What the task requires. Set down, exactly as written, every line from the top of the records below to the line containing "column 86, row 259", both ends included, and no others.

Records supplied.
^^^^^^^^

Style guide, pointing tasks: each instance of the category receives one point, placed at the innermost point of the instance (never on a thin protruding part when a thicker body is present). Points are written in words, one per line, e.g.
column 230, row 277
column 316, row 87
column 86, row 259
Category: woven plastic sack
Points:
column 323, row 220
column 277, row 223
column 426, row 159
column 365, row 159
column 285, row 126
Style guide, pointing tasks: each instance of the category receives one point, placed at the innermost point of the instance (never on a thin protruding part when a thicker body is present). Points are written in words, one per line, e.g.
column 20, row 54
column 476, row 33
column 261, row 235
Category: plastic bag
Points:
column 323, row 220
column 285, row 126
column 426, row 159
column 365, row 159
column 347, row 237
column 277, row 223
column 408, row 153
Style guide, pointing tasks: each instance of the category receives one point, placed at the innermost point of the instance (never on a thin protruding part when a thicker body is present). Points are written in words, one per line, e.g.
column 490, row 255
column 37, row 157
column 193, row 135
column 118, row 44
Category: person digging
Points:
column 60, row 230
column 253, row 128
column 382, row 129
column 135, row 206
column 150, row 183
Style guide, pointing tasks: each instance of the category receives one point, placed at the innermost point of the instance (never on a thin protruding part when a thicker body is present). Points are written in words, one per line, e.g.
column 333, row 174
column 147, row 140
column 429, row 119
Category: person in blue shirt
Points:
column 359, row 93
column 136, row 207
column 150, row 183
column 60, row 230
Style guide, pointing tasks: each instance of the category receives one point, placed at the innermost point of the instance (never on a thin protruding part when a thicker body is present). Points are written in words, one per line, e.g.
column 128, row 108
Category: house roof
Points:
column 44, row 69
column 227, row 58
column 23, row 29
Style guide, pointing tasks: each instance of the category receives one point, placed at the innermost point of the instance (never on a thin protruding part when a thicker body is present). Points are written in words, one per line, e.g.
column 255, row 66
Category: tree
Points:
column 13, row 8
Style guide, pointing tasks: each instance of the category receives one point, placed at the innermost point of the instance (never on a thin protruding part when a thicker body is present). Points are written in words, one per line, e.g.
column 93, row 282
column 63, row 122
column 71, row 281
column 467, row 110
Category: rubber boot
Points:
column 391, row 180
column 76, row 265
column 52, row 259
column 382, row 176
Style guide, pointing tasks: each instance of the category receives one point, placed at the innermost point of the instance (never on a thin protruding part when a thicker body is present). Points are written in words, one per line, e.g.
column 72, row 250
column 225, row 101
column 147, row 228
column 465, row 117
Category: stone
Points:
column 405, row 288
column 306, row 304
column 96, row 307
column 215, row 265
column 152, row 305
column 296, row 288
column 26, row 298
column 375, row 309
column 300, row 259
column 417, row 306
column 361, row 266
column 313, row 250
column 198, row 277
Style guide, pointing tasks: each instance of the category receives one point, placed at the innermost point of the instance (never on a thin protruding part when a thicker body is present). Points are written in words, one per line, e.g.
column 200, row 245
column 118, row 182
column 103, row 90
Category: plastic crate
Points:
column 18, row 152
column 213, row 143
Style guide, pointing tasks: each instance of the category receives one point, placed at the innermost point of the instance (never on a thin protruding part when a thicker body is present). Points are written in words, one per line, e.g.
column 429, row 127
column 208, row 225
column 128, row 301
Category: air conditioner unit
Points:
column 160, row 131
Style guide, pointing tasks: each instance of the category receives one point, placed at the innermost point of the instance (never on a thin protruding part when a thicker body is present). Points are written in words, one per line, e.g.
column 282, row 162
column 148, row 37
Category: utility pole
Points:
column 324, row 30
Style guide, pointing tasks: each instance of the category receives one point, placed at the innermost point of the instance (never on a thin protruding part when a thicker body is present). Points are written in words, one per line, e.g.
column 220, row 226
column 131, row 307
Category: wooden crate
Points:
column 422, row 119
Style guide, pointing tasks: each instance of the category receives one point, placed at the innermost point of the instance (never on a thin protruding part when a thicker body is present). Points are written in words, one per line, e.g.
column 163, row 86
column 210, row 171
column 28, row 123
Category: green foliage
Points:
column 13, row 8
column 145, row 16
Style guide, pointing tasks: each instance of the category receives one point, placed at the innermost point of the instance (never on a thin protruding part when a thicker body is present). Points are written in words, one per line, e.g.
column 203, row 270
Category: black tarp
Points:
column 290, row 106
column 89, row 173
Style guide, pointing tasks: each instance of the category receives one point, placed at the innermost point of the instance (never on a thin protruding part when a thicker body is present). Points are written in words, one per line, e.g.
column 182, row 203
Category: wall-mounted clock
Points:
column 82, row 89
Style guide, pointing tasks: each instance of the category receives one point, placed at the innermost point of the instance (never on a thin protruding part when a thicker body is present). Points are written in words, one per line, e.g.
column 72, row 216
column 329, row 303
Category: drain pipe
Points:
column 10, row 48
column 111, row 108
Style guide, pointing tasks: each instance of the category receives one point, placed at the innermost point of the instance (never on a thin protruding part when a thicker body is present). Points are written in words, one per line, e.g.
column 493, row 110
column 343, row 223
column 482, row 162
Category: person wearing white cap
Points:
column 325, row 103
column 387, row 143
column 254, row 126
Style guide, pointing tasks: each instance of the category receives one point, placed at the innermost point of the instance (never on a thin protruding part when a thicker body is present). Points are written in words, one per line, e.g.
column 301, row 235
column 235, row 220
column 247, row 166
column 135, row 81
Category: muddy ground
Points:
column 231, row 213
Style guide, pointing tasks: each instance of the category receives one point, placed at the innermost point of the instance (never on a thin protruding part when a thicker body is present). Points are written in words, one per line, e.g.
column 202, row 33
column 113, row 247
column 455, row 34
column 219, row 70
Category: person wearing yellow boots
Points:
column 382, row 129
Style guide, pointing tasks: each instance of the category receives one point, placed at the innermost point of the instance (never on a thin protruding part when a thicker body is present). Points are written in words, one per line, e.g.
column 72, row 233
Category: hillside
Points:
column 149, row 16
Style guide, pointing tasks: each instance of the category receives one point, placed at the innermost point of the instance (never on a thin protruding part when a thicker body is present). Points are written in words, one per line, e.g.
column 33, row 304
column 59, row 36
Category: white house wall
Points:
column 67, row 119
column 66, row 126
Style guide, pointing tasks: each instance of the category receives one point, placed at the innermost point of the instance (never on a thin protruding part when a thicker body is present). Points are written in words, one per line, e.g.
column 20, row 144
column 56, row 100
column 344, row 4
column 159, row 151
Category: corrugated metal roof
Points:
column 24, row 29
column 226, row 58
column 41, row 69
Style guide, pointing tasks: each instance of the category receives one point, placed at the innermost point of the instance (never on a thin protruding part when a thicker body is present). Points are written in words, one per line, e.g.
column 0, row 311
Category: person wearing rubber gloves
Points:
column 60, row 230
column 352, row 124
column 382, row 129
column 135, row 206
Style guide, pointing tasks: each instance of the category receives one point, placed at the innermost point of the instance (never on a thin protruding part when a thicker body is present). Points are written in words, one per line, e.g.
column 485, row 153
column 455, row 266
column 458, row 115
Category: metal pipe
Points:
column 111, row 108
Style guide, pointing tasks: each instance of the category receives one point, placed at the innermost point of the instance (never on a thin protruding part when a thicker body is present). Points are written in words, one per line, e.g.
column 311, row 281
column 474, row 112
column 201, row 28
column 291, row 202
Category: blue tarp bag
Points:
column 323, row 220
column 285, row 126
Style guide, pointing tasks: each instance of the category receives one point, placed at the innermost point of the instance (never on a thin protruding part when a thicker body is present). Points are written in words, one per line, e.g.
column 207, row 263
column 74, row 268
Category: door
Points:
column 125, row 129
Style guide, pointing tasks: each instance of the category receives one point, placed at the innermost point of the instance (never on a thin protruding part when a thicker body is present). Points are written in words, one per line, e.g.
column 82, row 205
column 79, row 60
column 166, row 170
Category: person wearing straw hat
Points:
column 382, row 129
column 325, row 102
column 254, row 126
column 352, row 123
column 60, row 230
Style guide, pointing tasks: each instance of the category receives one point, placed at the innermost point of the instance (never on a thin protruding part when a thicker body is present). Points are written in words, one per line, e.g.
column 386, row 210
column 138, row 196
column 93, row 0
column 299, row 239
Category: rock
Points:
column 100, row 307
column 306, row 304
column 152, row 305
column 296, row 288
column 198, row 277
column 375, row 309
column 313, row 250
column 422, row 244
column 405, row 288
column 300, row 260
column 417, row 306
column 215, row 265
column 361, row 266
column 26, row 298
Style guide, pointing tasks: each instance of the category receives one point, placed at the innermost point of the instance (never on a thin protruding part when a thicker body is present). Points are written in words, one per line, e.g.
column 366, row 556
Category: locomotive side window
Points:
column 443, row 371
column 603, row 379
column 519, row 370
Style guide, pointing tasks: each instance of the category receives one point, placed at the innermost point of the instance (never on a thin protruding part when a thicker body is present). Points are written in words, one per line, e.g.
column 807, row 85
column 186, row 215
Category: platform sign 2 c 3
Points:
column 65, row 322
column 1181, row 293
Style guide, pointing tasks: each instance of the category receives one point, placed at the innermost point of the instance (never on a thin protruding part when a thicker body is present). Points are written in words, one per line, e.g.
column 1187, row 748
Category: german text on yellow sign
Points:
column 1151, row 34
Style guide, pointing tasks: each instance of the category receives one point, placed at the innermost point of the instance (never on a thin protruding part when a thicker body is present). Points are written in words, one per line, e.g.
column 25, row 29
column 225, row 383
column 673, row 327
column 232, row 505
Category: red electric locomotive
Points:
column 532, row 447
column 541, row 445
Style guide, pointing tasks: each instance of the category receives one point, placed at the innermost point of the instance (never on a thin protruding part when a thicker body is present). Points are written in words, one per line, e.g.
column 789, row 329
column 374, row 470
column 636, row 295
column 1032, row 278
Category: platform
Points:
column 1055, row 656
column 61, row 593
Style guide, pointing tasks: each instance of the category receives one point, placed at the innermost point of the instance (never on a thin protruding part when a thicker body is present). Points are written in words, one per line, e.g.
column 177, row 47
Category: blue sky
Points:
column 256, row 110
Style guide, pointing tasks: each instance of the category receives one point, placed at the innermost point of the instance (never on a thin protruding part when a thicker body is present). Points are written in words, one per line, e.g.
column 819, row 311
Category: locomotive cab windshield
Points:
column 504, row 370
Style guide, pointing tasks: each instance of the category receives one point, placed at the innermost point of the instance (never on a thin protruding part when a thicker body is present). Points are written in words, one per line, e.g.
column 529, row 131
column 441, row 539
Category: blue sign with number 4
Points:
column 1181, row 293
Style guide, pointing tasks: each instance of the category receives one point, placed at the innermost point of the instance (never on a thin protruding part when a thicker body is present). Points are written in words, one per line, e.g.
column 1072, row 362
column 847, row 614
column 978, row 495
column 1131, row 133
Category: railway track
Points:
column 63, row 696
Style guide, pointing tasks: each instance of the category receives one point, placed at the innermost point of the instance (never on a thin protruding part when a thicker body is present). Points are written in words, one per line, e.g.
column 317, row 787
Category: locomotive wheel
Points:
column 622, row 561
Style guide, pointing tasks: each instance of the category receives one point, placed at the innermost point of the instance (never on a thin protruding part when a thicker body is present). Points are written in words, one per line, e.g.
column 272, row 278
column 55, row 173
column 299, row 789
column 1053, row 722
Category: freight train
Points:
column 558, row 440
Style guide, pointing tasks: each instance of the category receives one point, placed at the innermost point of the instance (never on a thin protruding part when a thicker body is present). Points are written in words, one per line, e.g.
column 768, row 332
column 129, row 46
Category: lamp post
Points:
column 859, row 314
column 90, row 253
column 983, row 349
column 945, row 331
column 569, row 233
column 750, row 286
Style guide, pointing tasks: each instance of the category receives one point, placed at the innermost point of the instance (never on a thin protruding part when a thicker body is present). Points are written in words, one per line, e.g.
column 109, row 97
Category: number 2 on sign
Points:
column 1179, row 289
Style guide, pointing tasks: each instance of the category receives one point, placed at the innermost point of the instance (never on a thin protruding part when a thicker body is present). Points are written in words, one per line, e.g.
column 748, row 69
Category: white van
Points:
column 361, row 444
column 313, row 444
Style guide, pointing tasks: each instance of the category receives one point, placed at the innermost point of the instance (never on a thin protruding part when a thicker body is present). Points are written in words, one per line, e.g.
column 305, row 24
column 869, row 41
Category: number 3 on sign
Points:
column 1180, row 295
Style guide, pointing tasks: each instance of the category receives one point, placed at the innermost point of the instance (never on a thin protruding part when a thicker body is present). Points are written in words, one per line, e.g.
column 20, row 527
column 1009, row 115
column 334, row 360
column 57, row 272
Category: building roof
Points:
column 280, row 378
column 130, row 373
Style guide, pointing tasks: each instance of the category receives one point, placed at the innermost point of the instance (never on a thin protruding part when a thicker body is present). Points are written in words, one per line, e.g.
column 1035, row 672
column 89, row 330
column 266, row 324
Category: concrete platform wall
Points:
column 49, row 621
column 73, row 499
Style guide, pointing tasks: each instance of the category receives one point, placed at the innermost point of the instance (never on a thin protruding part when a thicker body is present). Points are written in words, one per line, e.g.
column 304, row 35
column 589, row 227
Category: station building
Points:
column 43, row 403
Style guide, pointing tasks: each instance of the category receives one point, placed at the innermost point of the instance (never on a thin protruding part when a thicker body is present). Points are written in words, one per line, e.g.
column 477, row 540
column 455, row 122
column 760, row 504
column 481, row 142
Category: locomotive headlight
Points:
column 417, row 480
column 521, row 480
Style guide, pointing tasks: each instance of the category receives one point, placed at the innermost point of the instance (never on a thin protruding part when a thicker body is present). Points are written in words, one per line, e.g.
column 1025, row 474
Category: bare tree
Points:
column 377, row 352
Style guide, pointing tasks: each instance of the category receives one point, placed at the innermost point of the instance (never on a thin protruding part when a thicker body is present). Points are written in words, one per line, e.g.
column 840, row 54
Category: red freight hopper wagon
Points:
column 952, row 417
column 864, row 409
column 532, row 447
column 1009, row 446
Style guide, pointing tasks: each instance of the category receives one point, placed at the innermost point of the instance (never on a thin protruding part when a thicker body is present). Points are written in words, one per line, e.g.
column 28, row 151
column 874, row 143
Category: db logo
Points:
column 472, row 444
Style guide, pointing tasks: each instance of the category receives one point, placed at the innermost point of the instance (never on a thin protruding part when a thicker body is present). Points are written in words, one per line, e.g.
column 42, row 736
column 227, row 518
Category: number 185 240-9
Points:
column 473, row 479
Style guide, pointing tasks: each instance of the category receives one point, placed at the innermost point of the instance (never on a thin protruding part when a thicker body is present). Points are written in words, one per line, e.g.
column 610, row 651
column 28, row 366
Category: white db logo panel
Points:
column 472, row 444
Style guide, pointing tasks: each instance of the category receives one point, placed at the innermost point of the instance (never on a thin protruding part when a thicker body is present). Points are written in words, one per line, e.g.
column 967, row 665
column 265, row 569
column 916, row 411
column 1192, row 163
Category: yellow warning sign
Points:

^^^^^^^^

Exercise output.
Style guide, pointing tasks: each instance of the category receives one point, placed at the innermost point of the instance (never on a thin protruding part when a thicker body is present). Points are written in words, one per line, e.g.
column 230, row 277
column 316, row 87
column 86, row 259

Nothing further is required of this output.